**Texte du document:**
----

De même dans une attestation datée du 29 mars 2014 produite par Madame [E] [B], Monsieur [F] [V] témoigne ainsi : 'j'atteste que le mardi 31 janvier 2012, Madame [E] [B] m'a appelé, elle était en pleurs et m'a demandé de venir parce que son compagnon avait eu un accès de violence après l'avoir surprise embrassant un autre homme dans la rue. Elle était rentrée à la maison, ils avaient eu une scène de ménage, elle était terrorisée. Je me suis rendu alors à son domicile du [Adresse 3], il était midi passé. [E] m'a ouvert, elle était livide et m'a conduit au salon. J'ai alors constaté que de nombreux débris de verre jonchaient le sol. [E] était en pleurs et m'expliquait ce qui venait de se produire, lorsque son compagnon est sorti furieux de sa chambre, a fait irruption dans le salon et s'est écrié ' qu'est ce qu'il fout celui-là'. Puis, il s'en est de nouveau pris à [E] en l'insultant, en lui disant que ce n'était pas parce que j'étais là qu'il changerait d'avis, qu'elle ne vivait avec lui que pour son argent, qu'il n'accepterait jamais d'être cocu.

----

**Données:**

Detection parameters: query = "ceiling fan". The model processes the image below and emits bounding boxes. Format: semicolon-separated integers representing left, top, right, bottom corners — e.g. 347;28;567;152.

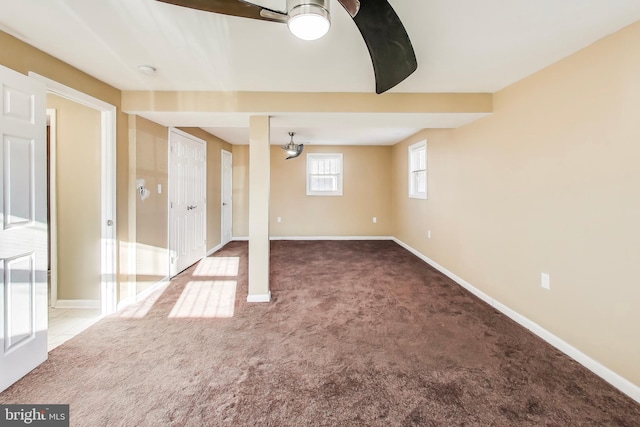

----

**Consigne:** Poursuivez le texte du document, qui rapporte un témoignage sur une scène de ménage, en reprenant juste après sa dernière phrase.

**Résultat de l'exercice:**
J'ai dit alors à [E] de ne pas répondre et de quitter les lieux. En furie, Monsieur [A] a continué ses agressions verbales puis a quitté l'appartement en disant qu'il partait, ce serait fini entre eux. Après cela, j'ai tenté de rassurer [E] qui était très choquée. Je lui ai proposé de l'accompagner déposer une plainte. Mais elle m'a répondu qu'elle ne voulait pas y aller parce qu'elle avait trop peur qu'il se venge. Elle n'avait plus aucune force, se sentait épuisée et m'a demandé si je pouvais l'héberger pour la nuit; ce que j'ai accepté.

J'ai accompagné [E] le lendemain lorsqu'elle est retournée chez elle, non sans appréhension. Monsieur [A] n'était pas là. Le sol avait été nettoyé, il n'y avait plus de débris de verre par terre mais j'ai constaté que l'appartement avait été en partie vidé. '

Il est encore produit une attestation émanant de Madame [P] [R] aux termes de laquelle celle-ci témoigne le 26 mai 2014 que : '.... Madame [E] [B] m'a téléphoné le 31 janvier 2012 au soir pour me dire qu'elle se sentait très mal après une scène que lui avait faite son compagnon, Monsieur [S] [A] qui l'accusait d'adultère. Elle est allée passer la nuit chez un ami et le lendemain m'a à nouveau téléphoné pour de me dire que l'appartement avait été vidé en partie.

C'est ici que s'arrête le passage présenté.